## REQUIRED ACTION
Reproduce each line of the entries that carries "black".

## THE DATA
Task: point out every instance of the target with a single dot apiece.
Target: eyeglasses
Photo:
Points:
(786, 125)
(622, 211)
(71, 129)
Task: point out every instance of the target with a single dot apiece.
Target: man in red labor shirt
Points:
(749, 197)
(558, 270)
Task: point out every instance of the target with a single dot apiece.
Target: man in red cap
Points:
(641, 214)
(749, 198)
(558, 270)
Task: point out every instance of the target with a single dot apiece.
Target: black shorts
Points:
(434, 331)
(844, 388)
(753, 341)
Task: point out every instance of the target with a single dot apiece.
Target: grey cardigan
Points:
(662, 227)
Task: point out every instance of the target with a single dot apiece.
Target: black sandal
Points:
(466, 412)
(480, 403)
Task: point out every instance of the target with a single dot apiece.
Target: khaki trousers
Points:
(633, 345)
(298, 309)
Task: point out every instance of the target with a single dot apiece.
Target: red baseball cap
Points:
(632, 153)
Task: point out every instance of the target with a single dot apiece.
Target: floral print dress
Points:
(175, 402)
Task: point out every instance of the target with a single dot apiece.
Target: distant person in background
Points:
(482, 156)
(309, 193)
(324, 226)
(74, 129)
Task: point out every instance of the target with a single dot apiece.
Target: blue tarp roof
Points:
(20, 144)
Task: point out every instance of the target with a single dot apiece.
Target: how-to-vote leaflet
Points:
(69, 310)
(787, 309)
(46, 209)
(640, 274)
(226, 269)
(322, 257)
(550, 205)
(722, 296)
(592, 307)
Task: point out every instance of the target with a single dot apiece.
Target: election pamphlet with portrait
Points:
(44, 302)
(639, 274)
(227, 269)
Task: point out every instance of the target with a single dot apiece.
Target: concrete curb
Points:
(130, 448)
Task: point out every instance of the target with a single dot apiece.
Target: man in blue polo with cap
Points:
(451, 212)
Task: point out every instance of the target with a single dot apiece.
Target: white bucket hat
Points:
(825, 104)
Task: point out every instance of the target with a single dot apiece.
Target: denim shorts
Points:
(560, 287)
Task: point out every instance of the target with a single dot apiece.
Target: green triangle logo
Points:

## OUTPUT OF THE EXERCISE
Target: black shorts
Target: black sandal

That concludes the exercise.